■ **Recorded information**
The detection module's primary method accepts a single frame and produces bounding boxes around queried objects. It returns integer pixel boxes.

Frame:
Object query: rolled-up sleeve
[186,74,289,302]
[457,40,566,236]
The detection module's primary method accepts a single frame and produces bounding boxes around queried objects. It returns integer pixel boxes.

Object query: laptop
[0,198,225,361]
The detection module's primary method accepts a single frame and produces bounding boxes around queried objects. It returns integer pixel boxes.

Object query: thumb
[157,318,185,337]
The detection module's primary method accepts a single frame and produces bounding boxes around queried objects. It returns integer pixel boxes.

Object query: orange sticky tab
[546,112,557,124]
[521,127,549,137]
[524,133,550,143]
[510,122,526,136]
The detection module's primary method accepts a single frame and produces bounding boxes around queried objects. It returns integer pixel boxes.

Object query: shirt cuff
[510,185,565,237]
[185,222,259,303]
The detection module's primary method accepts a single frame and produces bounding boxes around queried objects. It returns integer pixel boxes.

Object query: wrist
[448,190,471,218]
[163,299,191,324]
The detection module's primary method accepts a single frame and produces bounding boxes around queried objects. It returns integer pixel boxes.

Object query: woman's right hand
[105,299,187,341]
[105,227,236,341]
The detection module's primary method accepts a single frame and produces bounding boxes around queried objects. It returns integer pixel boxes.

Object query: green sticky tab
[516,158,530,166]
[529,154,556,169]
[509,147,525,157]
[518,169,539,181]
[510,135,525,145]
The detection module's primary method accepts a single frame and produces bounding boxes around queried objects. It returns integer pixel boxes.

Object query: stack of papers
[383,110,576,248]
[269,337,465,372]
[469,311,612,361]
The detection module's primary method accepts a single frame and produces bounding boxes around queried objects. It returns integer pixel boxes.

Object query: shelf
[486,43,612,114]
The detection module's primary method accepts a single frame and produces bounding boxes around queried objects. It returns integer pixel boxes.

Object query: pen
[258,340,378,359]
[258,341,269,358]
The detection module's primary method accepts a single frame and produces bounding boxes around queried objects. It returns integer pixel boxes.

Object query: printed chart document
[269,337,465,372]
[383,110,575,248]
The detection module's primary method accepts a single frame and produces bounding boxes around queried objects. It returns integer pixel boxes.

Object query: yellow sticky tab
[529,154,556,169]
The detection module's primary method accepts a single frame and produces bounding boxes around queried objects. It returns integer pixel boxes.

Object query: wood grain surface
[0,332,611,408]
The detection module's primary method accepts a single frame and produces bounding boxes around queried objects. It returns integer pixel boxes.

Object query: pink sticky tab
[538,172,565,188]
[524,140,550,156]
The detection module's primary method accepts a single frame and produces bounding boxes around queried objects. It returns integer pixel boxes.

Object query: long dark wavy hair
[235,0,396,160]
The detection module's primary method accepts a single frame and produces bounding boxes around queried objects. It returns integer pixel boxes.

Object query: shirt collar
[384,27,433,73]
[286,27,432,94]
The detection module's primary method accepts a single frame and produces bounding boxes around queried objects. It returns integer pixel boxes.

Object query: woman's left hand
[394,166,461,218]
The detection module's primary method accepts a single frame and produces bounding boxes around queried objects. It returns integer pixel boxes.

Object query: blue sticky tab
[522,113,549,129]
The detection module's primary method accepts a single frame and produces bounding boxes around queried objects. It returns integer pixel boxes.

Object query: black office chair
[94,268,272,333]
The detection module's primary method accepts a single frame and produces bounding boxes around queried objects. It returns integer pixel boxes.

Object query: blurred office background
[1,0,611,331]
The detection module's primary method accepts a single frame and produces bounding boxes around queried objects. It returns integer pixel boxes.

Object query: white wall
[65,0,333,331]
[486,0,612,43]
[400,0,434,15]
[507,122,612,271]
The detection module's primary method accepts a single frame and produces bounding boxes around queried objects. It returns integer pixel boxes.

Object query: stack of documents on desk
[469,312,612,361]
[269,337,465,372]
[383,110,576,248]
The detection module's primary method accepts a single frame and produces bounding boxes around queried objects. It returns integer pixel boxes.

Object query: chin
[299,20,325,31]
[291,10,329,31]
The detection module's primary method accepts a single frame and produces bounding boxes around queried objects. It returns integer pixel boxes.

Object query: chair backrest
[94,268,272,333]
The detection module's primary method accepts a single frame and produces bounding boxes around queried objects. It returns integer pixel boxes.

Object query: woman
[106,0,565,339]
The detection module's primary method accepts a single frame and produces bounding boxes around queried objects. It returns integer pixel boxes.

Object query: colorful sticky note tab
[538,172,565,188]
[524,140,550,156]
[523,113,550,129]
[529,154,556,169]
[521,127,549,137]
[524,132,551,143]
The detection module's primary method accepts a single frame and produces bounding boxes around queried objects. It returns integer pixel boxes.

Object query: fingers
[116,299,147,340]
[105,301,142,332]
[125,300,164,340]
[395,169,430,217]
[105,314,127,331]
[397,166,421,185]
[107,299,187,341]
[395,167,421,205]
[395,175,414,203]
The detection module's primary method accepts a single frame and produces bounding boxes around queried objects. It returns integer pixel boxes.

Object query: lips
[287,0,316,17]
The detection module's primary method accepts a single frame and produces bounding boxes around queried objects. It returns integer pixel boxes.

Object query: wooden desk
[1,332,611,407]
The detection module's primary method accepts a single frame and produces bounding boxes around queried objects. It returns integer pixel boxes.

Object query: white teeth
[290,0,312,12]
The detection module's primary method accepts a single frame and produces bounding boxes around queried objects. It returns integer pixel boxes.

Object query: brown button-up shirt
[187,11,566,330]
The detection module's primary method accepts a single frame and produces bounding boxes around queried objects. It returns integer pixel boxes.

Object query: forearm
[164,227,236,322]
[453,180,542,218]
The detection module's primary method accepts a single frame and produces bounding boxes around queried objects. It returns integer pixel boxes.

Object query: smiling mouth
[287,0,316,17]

■ **Directions for this task**
Your task is to copy all of the entries exactly.

■ **Answer for this exercise**
The detection module's primary method accepts a single frame and produces bounding boxes around queried objects. It returns integer pixel boxes.

Frame:
Object query: rolled-up sleeve
[186,74,289,302]
[457,40,566,236]
The detection module's primary method accepts a single frame and produces bounding boxes around queried objects. It returns integer pixel boxes.

Object query: laptop
[0,198,225,361]
The detection module's primary method accepts a single frame and produces bounding boxes around queried objects. It returns integer pixel boxes.

Object query: thumb
[157,318,185,337]
The detection module's primary method accepts a single frame and produces bounding boxes around queried objects. It returns integer pixel boxes.

Object query: orange sticky tab
[546,112,557,124]
[521,127,549,137]
[524,133,550,143]
[510,122,526,136]
The detection module's primary method accepts a single frame and produces bounding boxes around queried objects. It returns integer pixel boxes.

Object query: shirt cuff
[510,185,565,237]
[185,222,259,303]
The detection module's primary method accepts a single frame and produces bounding boxes around queried objects. It returns integer pixel boxes.

Object query: wrist
[448,190,471,218]
[163,299,191,324]
The detection module's primary method accepts a single frame and produces bounding boxes around queried objects. It returns integer pixel boxes.

Object query: woman's right hand
[105,299,187,341]
[105,227,236,341]
The detection module's primary method accepts a single frame and produces bounding boxes around queried objects. It returns integer pixel boxes.

Object query: green sticky tab
[516,158,530,166]
[529,154,556,169]
[509,147,525,157]
[518,169,539,181]
[510,135,525,145]
The detection module's primary method accepts a single frame and produces bounding boxes around queried objects. It returns integer pixel boxes.

Object query: stack of papers
[383,110,576,248]
[269,337,465,372]
[469,311,612,361]
The detection module's primary method accepts a single frame and produces bounding boxes around queried objects. It returns integer pixel boxes.

Object query: shelf
[486,43,612,114]
The detection module's primary method accepts a single frame and produces bounding boxes around queried objects. It returns integer pixel boxes.

Object query: pen
[258,340,378,359]
[258,341,269,358]
The detection module's primary method accepts a single frame and produces bounding boxes around queried objects. It returns integer pixel boxes.

Object query: printed chart document
[269,337,465,372]
[383,110,575,248]
The detection module's primary method accepts a single frame and produces bounding boxes around queried objects. It returns integer pixel boxes.

Object query: yellow sticky tab
[529,154,556,169]
The detection module's primary method accepts a single frame and produces bounding boxes around queried objects. It returns integer pixel boxes.

Object query: wood grain surface
[0,332,611,408]
The detection module's primary method accepts a single frame and produces bounding boxes around queried objects. It returns integer pixel boxes.

Object query: pink sticky tab
[538,172,565,188]
[524,140,550,156]
The detection module's primary method accepts a single frame and produces bounding boxes around queried objects. It returns integer pixel boxes.

Object query: long dark wavy hair
[235,0,396,160]
The detection module's primary method accepts a single frame and produces bounding boxes around queried objects. It returns integer pixel boxes.

Object query: shirt collar
[384,27,433,73]
[286,27,432,94]
The detection module's primary method accepts a single frame and produces bounding boxes around queried objects. It returns integer pixel boxes.

Object query: woman's left hand
[394,166,461,218]
The detection module's primary method accepts a single frame and produces bounding boxes around queried objects. It returns integer pixel boxes.

Object query: blue sticky tab
[522,113,549,129]
The detection module's primary method accepts a single frame and produces bounding boxes around queried objects. It returns integer pixel boxes.

Object query: black office chair
[94,268,272,333]
The detection module's primary method accepts a single frame and produces bounding boxes around queried objects. It returns integer pixel boxes.

Object query: blurred office background
[1,0,611,331]
The detection module's primary method accepts a single frame and produces bounding boxes around queried objects. It returns integer pixel boxes.

Object query: white wall
[65,0,333,331]
[486,0,612,43]
[400,0,434,15]
[507,122,612,271]
The detection module's primary method accepts a single frame and produces bounding boxes around queried objects. It returns integer pixel boxes.

Object query: stack of documents on desk
[469,312,612,361]
[269,337,465,372]
[383,110,576,248]
The detection module's primary method accepts a single frame and produces bounding boxes around queried objects. It returns integer pixel boxes.

Object query: chin
[299,20,325,31]
[291,10,329,31]
The detection module's primary method accepts a single frame and produces bounding boxes around queried objects. It returns integer pixel boxes.

Object query: chair backrest
[94,268,272,333]
The detection module's primary method accepts a single frame and produces bounding boxes around queried objects. It returns integer pixel boxes.

Object query: woman
[106,0,565,339]
The detection module's primary method accepts a single frame and produces bounding boxes around queried objects. It returns integer pixel boxes.

Object query: colorful sticky note tab
[538,172,565,188]
[524,140,550,156]
[523,113,550,129]
[529,154,556,169]
[521,127,549,137]
[524,132,551,143]
The detection module's primary method accepts a single frame and produces bounding boxes around queried objects. It returns integer pixel boxes.

Object query: fingers
[116,299,147,340]
[105,301,142,332]
[125,300,164,340]
[395,169,430,217]
[105,314,127,331]
[397,166,421,185]
[107,299,187,341]
[395,167,421,205]
[395,175,414,203]
The detection module's primary method accepts a single frame and produces bounding boxes around queried objects. It returns integer pixel boxes.

Object query: lips
[287,0,316,17]
The detection module's primary method accepts a single frame and produces bounding boxes around queried objects. It returns integer pixel boxes.

Object query: wooden desk
[1,332,611,407]
The detection module's primary method accepts a single frame and produces bounding boxes around queried objects. It returns integer pixel boxes.

Object query: white teeth
[290,0,312,12]
The detection module's primary method accepts a single frame and produces bounding boxes around queried objects. It returns integer pixel boxes.

Object query: brown button-up shirt
[187,11,566,330]
The detection module's primary method accepts a single frame and produces bounding boxes around queried objects. It returns integer pixel boxes.

Object query: forearm
[164,227,236,322]
[453,180,542,218]
The detection module's primary method accepts a single frame and produces bounding boxes around queried objects. It returns integer pixel boxes.

Object query: smiling mouth
[287,0,316,17]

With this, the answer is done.